■ Text provided

━━━━━━

# Communication Outlets



## dashpilot (Jul 9, 2016)

Hi,
 I'm new, but I had a question (main reason I came here) hopefully I got it in the right spot.

I'm trying to future proof my house as I remodel, which I know its not possible but I can try.  I'm running conduit in the walls for communication items (Phone, Ethernet, TV).  While the conduit will make it easier to re run stuff if I need, I would rather set it up so that I don't have to do something any time soon.  

Now my question is how many tv plugs should I install at each outlet?  The reason I'm asking is because older DVRs, DirecTv, etc used to require two outlets if it was dual tunner, how ever now it seems like they only need one.  Any reason to install two for the future?

Thanks


----------



## kok328 (Jul 9, 2016)

Wires are sometimes pulled through conduit with a pull string. Sometimes I pull a string with the wires and leave it in there in case I need to pull another wire down the road.


----------



## Kabris (Jul 10, 2016)

Strings are great for the future if you think you'll be adding something but don't know what it might be yet.  When you tie a new cable onto the string, just make sure you tie a new string on, if your conduit has the space to keep adding. Without a string, fiberglass fish tape can be used, but a regular DIYer probably won't have that tool.


----------



## dashpilot (Jul 10, 2016)

Thank you for the string tips, its a great ideal.  But any advice on if two lines instead of one is need for tv?


----------



## kok328 (Jul 11, 2016)

That's what we are trying to tell you. If it looks like only one cable is required for today's technology then just run one. If that changes you'll have a string to pull another.

━━━━━━

■ Tasks to carry out
[a] Copy the part of the communication outlets thread that begins with "I'm trying to" and ends with "down the road.", renaming "conduit" to "raceway" throughout.
[b] In the communication outlets thread, what tool does Kabris say can be used when there is no string?
[c] In the communication outlets thread, which communication items is dashpilot running conduit for?
The rows have no connection to the forum thread about communication outlets.

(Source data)
━━━━━━

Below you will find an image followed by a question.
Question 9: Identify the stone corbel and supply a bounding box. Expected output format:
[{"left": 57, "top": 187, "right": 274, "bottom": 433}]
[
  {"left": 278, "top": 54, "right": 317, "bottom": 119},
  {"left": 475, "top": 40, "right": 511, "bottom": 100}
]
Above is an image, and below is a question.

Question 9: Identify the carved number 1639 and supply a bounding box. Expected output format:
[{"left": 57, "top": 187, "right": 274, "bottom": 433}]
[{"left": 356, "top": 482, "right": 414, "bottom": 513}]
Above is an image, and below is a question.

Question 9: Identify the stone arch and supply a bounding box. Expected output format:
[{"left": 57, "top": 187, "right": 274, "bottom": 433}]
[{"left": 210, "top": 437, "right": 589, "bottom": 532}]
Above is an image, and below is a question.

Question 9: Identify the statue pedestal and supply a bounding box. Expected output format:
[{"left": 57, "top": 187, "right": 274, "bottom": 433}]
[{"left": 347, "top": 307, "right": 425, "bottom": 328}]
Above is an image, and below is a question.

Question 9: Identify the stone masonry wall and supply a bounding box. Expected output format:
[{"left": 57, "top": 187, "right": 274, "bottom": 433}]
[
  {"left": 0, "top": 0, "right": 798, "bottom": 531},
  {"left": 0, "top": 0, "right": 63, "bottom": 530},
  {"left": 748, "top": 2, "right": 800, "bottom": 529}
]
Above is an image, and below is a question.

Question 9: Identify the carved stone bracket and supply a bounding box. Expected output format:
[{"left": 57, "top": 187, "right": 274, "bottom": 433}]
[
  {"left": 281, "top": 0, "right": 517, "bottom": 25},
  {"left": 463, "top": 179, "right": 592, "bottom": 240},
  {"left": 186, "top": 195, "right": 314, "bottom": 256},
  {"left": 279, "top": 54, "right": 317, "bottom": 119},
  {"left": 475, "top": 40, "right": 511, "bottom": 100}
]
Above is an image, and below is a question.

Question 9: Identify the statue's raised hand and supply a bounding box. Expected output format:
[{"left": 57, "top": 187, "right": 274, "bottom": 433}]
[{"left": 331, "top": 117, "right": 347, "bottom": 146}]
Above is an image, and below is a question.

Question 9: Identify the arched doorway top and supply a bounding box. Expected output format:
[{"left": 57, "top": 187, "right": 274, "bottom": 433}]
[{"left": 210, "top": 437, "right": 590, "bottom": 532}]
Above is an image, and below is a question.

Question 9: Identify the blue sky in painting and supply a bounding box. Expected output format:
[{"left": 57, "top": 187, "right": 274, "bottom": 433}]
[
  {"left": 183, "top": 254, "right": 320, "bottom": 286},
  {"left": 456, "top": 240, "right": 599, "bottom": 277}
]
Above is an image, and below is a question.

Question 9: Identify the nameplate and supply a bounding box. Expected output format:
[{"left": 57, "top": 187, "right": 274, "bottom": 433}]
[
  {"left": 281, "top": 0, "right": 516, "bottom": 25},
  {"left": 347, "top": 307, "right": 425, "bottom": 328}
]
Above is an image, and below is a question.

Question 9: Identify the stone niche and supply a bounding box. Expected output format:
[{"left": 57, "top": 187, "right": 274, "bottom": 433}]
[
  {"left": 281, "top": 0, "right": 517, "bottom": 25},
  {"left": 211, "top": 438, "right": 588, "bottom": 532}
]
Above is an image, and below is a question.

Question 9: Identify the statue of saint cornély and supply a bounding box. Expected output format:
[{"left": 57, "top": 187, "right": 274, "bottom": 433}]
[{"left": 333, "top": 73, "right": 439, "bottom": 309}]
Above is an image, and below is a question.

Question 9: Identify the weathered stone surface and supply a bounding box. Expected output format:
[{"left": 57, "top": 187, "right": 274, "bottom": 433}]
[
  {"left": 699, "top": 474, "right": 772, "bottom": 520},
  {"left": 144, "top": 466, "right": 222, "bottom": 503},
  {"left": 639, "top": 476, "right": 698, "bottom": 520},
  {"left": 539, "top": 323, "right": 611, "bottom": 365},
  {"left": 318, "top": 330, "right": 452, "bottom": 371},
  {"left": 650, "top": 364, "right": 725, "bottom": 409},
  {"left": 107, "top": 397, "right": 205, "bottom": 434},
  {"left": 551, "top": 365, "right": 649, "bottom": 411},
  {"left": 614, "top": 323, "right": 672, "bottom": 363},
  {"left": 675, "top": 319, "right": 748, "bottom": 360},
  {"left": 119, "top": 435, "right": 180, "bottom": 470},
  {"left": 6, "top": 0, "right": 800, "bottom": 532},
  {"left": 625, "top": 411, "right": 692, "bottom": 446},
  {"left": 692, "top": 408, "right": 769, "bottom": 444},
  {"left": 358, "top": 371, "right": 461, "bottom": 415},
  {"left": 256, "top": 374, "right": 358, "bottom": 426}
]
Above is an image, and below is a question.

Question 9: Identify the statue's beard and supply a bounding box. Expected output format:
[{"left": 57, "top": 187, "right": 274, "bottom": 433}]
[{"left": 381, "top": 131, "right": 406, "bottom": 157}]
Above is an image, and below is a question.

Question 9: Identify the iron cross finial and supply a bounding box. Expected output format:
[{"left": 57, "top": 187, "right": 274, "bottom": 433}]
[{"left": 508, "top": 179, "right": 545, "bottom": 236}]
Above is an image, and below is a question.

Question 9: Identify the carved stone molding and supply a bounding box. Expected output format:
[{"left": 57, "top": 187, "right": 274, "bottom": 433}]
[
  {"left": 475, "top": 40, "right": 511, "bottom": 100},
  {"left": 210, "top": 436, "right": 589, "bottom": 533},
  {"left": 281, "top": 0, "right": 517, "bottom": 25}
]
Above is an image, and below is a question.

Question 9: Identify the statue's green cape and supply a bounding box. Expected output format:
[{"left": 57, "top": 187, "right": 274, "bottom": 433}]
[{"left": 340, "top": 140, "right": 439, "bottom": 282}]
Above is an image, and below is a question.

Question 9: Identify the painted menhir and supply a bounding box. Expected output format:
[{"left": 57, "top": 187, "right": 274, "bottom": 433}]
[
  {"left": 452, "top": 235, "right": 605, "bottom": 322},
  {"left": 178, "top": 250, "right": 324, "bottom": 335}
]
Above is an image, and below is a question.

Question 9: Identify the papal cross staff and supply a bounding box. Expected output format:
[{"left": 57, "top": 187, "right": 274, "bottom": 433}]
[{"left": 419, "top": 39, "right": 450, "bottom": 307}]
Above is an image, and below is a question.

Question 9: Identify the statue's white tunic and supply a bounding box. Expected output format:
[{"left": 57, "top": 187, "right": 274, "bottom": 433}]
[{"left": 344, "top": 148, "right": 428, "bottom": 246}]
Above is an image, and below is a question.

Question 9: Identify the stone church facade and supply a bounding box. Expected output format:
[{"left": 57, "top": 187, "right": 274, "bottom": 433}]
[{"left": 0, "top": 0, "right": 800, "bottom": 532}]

━━━━━━

■ Response list
[a]
I'm trying to future proof my house as I remodel, which I know its not possible but I can try.  I'm running raceway in the walls for communication items (Phone, Ethernet, TV).  While the raceway will make it easier to re run stuff if I need, I would rather set it up so that I don't have to do something any time soon.  

Now my question is how many tv plugs should I install at each outlet?  The reason I'm asking is because older DVRs, DirecTv, etc used to require two outlets if it was dual tunner, how ever now it seems like they only need one.  Any reason to install two for the future?

Thanks


----------



## kok328 (Jul 9, 2016)

Wires are sometimes pulled through raceway with a pull string. Sometimes I pull a string with the wires and leave it in there in case I need to pull another wire down the road.

[b] Fiberglass fish tape.

[c] Phone, Ethernet, TV